§ **Tasks**
A – Please reproduce the passage on tradition word for word, starting at "A notion of" and ending at "tradition to set in?".
B – According to the passage on tradition, for how many years had the writer been celebrating Diwali as of last night?

§ **Document segment**
──────────

A tradition is a belief or behaviour passed down within a group or society with symbolic meaning or special significance with origins in the past.
Really rather simple isn’t it? A belief or behaviour passed down.
A notion of holding onto a previous time.
Last night we celebrated Diwali. Marrying into an Indian family has resulted in adopting some traditions that I did not grow up with. Diwali is a family tradition that my husband has grown up with. There are stories and memories from years of Diwali that only he has access to. Of course, those stories are shared and we celebrate the festival together alongside other members of the family. However there is a certain amount of ‘feeling’ that I have missed that can prevent me nostalgically celebrating this festival. I listen to the stories told by others and last night (after 10 years celebrating Diwali) I began to nostalgically look back on previous years of how we celebrated. I could feel the memories seeping in. The traditions that were forming in the back of my mind.
Is 10 years what it takes for a tradition to set in?

──────────

Point labeling dataset excerpts
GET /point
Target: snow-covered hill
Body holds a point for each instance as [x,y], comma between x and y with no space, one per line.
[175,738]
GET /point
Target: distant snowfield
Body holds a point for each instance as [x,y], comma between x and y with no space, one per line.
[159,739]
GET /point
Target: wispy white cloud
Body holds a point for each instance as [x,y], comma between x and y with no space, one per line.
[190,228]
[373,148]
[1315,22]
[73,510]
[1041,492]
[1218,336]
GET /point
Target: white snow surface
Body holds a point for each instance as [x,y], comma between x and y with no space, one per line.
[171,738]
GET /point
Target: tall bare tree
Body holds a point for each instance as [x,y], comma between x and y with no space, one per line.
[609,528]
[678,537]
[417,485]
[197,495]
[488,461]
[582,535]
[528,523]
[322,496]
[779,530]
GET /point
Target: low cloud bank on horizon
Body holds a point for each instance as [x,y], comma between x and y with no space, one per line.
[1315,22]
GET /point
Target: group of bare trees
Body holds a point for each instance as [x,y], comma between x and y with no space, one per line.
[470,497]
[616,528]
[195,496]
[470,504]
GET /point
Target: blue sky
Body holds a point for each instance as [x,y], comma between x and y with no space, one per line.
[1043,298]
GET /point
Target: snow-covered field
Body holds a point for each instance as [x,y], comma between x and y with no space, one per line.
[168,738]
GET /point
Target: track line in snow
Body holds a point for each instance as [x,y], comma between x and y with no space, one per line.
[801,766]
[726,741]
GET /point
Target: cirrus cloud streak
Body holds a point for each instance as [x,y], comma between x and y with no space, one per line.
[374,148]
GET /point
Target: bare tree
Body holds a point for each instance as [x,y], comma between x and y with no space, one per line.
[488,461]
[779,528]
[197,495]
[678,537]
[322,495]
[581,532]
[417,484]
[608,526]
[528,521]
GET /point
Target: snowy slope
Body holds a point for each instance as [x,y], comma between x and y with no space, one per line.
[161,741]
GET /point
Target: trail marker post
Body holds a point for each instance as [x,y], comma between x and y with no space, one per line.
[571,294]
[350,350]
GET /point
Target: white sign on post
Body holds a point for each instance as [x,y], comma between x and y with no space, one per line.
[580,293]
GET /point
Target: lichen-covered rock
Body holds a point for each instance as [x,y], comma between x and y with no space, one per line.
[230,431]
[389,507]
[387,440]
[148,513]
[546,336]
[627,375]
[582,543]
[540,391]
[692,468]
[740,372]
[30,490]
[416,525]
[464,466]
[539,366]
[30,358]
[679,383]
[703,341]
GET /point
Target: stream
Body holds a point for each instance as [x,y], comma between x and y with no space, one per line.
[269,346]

──────────

§ **List of solutions**
A –
A notion of holding onto a previous time.
Last night we celebrated Diwali. Marrying into an Indian family has resulted in adopting some traditions that I did not grow up with. Diwali is a family tradition that my husband has grown up with. There are stories and memories from years of Diwali that only he has access to. Of course, those stories are shared and we celebrate the festival together alongside other members of the family. However there is a certain amount of ‘feeling’ that I have missed that can prevent me nostalgically celebrating this festival. I listen to the stories told by others and last night (after 10 years celebrating Diwali) I began to nostalgically look back on previous years of how we celebrated. I could feel the memories seeping in. The traditions that were forming in the back of my mind.
Is 10 years what it takes for a tradition to set in?

B – 10 years.